*TASK PROMPT:*
Your task is to give the entries back exactly, leaving nothing out.
==*==
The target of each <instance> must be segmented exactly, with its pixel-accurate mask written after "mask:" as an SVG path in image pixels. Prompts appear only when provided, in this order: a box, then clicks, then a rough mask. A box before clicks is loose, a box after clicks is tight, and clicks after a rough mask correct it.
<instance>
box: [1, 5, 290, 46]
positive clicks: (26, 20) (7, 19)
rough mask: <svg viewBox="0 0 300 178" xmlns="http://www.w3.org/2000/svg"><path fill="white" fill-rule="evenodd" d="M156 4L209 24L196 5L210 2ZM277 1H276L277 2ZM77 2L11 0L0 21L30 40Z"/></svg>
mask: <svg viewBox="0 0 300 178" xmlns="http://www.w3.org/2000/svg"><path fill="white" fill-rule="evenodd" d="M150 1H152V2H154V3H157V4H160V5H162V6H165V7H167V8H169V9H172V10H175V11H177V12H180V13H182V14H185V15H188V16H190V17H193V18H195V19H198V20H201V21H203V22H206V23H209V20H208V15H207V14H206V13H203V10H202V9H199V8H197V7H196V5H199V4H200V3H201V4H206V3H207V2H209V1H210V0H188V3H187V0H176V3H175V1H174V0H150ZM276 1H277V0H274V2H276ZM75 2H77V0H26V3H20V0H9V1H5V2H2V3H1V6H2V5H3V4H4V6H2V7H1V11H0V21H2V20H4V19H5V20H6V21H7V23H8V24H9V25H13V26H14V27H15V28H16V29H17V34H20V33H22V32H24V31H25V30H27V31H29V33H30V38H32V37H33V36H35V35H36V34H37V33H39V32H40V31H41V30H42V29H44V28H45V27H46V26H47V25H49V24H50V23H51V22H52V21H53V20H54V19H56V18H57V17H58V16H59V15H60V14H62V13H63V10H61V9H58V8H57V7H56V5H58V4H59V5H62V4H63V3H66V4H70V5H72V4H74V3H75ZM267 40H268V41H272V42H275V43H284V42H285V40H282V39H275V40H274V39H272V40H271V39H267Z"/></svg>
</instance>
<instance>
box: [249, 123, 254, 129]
==*==
*OUTPUT BELOW:*
The target of each <instance> must be segmented exactly, with its pixel-accurate mask written after "mask:" as an SVG path in image pixels. Prompts appear only when provided, in this order: a box, then clicks, then a rough mask. A box before clicks is loose, a box after clicks is tight, and clicks after a rough mask correct it.
<instance>
box: [1, 5, 290, 46]
positive clicks: (26, 20) (7, 19)
rough mask: <svg viewBox="0 0 300 178" xmlns="http://www.w3.org/2000/svg"><path fill="white" fill-rule="evenodd" d="M156 4L209 24L196 5L210 2ZM277 1H276L277 2ZM77 2L11 0L0 21L30 40Z"/></svg>
mask: <svg viewBox="0 0 300 178" xmlns="http://www.w3.org/2000/svg"><path fill="white" fill-rule="evenodd" d="M150 1H152V2H154V3H157V4H160V5H162V6H165V7H167V8H169V9H172V10H175V11H177V12H180V13H182V14H185V15H188V16H190V17H193V18H195V19H198V20H201V21H203V22H206V23H209V20H208V15H207V14H206V13H203V10H202V9H199V8H197V7H196V5H199V4H200V3H201V4H206V3H207V2H209V1H210V0H188V3H187V0H176V3H175V1H174V0H150ZM276 1H277V0H274V2H276ZM75 2H77V0H26V3H20V0H9V1H5V2H2V3H1V6H2V5H3V4H4V6H2V7H1V11H0V21H2V20H4V19H5V20H6V21H7V23H8V24H9V25H13V26H14V27H15V28H16V29H17V34H20V33H22V32H24V31H25V30H27V31H29V33H30V38H32V37H33V36H35V35H36V34H37V33H39V32H40V31H41V30H42V29H44V28H45V27H46V26H47V25H49V24H50V23H51V22H52V21H53V20H54V19H56V18H57V17H58V16H59V15H60V14H62V13H63V10H61V9H58V8H57V7H56V5H58V4H59V5H62V4H63V3H66V4H70V5H72V4H74V3H75ZM267 40H268V41H272V42H275V43H284V42H285V40H282V39H275V40H274V39H272V40H271V39H267Z"/></svg>
</instance>
<instance>
box: [249, 123, 254, 129]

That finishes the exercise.